### Requirement
Reproduce each of the entries below, substituting "body" for every occurrence of "payload" and leaving all other text unchanged.
========
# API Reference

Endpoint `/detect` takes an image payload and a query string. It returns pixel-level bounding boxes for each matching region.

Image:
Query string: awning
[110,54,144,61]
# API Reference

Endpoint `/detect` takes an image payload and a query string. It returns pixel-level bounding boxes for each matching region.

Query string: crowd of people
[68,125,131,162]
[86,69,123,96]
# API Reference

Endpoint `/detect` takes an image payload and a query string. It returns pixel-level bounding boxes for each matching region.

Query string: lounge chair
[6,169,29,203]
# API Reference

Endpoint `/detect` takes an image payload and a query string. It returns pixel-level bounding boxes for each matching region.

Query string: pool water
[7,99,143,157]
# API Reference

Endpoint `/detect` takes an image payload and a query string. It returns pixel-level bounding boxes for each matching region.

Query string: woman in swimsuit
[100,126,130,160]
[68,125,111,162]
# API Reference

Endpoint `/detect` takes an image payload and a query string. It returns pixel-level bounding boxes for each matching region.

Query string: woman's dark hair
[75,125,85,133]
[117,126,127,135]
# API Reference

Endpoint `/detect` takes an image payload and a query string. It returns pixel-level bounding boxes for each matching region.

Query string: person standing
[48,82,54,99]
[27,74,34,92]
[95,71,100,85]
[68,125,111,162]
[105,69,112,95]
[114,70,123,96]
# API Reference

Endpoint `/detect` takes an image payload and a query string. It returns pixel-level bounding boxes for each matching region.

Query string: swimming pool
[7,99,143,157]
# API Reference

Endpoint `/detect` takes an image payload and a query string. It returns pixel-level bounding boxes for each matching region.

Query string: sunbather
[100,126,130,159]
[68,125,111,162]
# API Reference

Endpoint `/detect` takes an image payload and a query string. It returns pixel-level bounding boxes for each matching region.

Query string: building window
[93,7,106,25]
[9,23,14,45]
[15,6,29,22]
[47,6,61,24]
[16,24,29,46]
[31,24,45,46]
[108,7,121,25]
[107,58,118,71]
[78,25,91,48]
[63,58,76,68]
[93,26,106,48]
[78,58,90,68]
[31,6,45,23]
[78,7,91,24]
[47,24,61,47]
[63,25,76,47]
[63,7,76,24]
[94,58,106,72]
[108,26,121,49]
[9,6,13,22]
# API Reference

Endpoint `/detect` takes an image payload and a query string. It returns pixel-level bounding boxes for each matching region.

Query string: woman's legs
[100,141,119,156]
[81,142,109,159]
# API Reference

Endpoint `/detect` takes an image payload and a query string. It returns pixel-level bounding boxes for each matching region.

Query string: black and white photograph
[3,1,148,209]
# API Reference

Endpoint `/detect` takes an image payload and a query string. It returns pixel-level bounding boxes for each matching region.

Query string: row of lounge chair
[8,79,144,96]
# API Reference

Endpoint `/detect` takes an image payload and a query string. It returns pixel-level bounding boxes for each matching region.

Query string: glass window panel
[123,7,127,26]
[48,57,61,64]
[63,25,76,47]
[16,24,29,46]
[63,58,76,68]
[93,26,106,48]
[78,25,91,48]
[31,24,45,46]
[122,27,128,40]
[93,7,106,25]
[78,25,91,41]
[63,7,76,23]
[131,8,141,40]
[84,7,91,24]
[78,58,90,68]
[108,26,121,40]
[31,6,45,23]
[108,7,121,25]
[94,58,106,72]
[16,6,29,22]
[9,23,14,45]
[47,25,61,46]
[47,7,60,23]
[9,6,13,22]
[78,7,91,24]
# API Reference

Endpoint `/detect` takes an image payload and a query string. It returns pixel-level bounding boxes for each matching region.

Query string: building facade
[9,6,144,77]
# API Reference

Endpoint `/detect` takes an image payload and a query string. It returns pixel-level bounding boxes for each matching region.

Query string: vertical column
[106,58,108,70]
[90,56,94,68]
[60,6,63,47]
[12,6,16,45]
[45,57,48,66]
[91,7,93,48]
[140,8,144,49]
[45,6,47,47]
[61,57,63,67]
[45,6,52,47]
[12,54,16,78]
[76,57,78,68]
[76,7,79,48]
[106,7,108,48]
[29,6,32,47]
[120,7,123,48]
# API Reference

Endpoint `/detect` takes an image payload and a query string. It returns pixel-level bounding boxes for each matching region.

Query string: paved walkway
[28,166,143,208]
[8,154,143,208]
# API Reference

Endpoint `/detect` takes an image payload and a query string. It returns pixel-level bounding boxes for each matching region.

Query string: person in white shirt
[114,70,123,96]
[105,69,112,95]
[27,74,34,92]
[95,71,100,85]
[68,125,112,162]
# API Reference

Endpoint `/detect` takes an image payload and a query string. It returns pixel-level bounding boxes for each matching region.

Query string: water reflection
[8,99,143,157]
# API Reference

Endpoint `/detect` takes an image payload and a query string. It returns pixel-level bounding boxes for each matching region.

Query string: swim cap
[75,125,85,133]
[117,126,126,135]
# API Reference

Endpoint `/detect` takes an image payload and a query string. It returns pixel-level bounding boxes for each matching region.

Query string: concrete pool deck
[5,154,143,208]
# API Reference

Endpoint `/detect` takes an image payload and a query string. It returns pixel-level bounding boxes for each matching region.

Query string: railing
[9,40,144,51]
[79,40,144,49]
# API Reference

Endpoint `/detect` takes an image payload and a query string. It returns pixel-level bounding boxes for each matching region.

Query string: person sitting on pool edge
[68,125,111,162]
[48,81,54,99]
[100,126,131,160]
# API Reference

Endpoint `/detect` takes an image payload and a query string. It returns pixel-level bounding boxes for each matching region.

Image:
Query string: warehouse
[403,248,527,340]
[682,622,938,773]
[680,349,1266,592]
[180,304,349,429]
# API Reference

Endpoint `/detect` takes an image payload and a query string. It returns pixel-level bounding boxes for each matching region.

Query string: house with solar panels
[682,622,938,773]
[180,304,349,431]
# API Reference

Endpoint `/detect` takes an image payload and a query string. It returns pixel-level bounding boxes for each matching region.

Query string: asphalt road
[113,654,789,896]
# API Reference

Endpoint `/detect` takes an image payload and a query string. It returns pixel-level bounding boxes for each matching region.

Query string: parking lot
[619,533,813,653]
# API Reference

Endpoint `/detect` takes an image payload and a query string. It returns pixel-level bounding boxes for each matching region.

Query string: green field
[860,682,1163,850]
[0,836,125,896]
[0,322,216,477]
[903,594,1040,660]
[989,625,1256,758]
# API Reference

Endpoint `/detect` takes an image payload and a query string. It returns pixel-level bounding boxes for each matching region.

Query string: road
========
### Output below
# API Reference

Endpoint `/detect` takes an image body and a query string. It returns pixel-level bounding boxes for each matching region.

Image:
Query string: awning
[110,54,144,61]
# API Reference

Endpoint `/detect` takes an image body and a query string. It returns pixel-level bounding boxes for each matching region.

Query string: crowd of people
[68,125,131,162]
[86,69,123,96]
# API Reference

Endpoint `/detect` takes an image body and a query string. It returns pixel-level bounding boxes for each matching region.

Query string: lounge chair
[6,169,29,203]
# API Reference

Endpoint `/detect` takes an image body and a query string. It returns pixel-level bounding boxes for each matching region.

Query string: pool water
[7,99,143,157]
# API Reference

Endpoint `/detect` takes an image body and a query string. It returns pixel-level bounding boxes for each matching region.

Query string: woman in swimsuit
[100,126,130,160]
[68,125,111,162]
# API Reference

Endpoint `/detect` takes an image body and a query string. It returns pixel-level bounding boxes for each matching region.

Query string: woman's dark hair
[75,125,85,133]
[117,126,127,135]
# API Reference

Endpoint `/detect` takes an image body and a query string. It returns pixel-level bounding boxes for each matching region.

Query string: person standing
[48,82,54,99]
[27,74,34,92]
[95,71,100,85]
[68,125,111,162]
[105,69,112,95]
[114,70,123,96]
# API Reference

Endpoint `/detect` takes an image body and a query string. It returns pixel-level bounding boxes for each matching region.

Query string: swimming pool
[7,99,143,157]
# API Reference

Endpoint `/detect` takes an image body and a query string. It returns pixel-level bounding boxes for each matching region.

Query string: sunbather
[100,126,130,159]
[68,125,111,162]
# API Reference

Endpoint `/detect` takes an image body and a query string. It returns pixel-level bounding boxes for each matching region.

Query string: building window
[93,7,106,25]
[9,23,14,45]
[15,6,29,22]
[47,6,61,24]
[16,24,29,46]
[31,24,45,46]
[108,7,121,25]
[107,58,118,71]
[78,25,91,48]
[63,58,76,68]
[93,26,106,48]
[78,58,90,68]
[31,6,45,23]
[78,7,91,24]
[47,24,61,47]
[63,25,76,47]
[63,7,76,24]
[94,58,106,72]
[108,26,121,49]
[9,6,13,22]
# API Reference

Endpoint `/detect` takes an image body and a query string. It returns pixel-level bounding boxes for each matching region.

Query string: woman's legs
[100,141,119,156]
[81,142,109,159]
# API Reference

Endpoint `/detect` takes an image body and a query string. It returns pixel-level bounding boxes for each matching region.

Query string: black and white photograph
[3,1,148,209]
# API Reference

Endpoint `/detect` takes an image body and a query string. It returns pixel-level bounding boxes for each matching region.

Query string: row of lounge chair
[8,79,144,96]
# API Reference

Endpoint `/detect` takes an image body and a query string. It returns pixel-level bounding boxes for each matching region.

Query string: glass window panel
[123,7,127,26]
[48,57,61,64]
[63,25,76,47]
[16,24,29,46]
[63,58,76,68]
[93,26,106,48]
[78,25,91,48]
[31,24,45,46]
[122,27,128,40]
[93,7,106,25]
[78,25,91,41]
[63,7,76,23]
[131,8,141,40]
[84,7,91,24]
[78,58,90,68]
[108,26,121,40]
[31,6,45,23]
[108,7,121,25]
[94,58,106,72]
[16,6,29,22]
[9,23,14,45]
[47,25,61,46]
[47,7,60,23]
[9,6,13,22]
[78,7,91,24]
# API Reference

Endpoint `/detect` takes an image body and a query string. It returns pixel-level bounding boxes for each matching region.

Query string: building facade
[9,6,144,77]
# API Reference

Endpoint `/detect` takes an image body and a query string. It returns pixel-level bounding boxes for each matching region.

Query string: vertical column
[106,58,108,70]
[90,56,94,68]
[60,6,63,47]
[12,6,16,45]
[45,57,48,66]
[91,7,93,48]
[140,8,144,49]
[45,6,47,47]
[61,57,63,67]
[45,6,52,47]
[12,54,16,78]
[76,57,78,68]
[76,7,79,48]
[106,7,108,48]
[29,6,32,47]
[120,7,123,48]
# API Reference

Endpoint `/detect` takes an image body and a query string. It returns pixel-level bounding boxes for each matching region.

Query string: paved walkway
[28,166,143,208]
[8,154,143,208]
# API Reference

Endpoint `/detect` takes an image body and a query string. It returns pixel-level bounding boxes for each matching region.

Query string: person in white shirt
[114,70,123,96]
[105,69,112,95]
[27,74,34,92]
[95,71,100,85]
[68,125,112,162]
# API Reference

Endpoint `/detect` takes an image body and a query string. It returns pixel-level bounding boxes for each matching region.

Query string: water reflection
[8,99,143,157]
# API Reference

Endpoint `/detect` takes an image body and a query string. It returns pixel-level bounding boxes for each matching region.

Query string: swim cap
[75,125,85,133]
[117,126,126,135]
# API Reference

Endpoint `/detect` takes an image body and a query string. It returns pixel-level bounding boxes for each matching region.

Query string: concrete pool deck
[5,154,143,208]
# API Reference

Endpoint `/detect` takes an image body and a query string. It returns pixel-level bounding boxes for each matching region.

Query string: railing
[9,40,144,51]
[79,40,144,49]
# API Reference

Endpoint `/detect` takes an image body and a query string. It returns pixel-level bounding boxes for each matching region.

Query string: person sitting on pool edge
[68,125,111,162]
[48,81,54,99]
[100,126,131,160]
# API Reference

Endpoint `/detect` takes an image body and a query string. It returns pixel-level bounding boxes for each matching region.

Image:
Query string: warehouse
[403,248,527,340]
[682,622,938,773]
[680,349,1266,592]
[180,304,349,429]
# API Reference

Endpoint `/detect` takes an image body and a query string. It returns pixel-level bounding boxes for each matching region.

Query string: house with solar panels
[682,622,938,773]
[180,304,349,431]
# API Reference

Endpoint `/detect` takes an image body and a query string. It returns pixel-level bounding boxes for each matching region.

Query string: asphalt road
[113,654,789,896]
# API Reference

Endpoint `/detect` takes an image body and a query string. It returns pixel-level bounding boxes for each matching region.

Query string: parking lot
[619,533,813,653]
# API Reference

Endpoint `/detect` takes an image body and a query string. It returns pixel-level bounding boxes for each matching region.

Query string: green field
[860,682,1163,850]
[0,836,125,896]
[0,322,216,477]
[903,594,1040,660]
[989,625,1256,758]
# API Reference

Endpoint `/detect` takes an image body and a query string. It returns pixel-level bounding boxes for each matching region.

Query string: road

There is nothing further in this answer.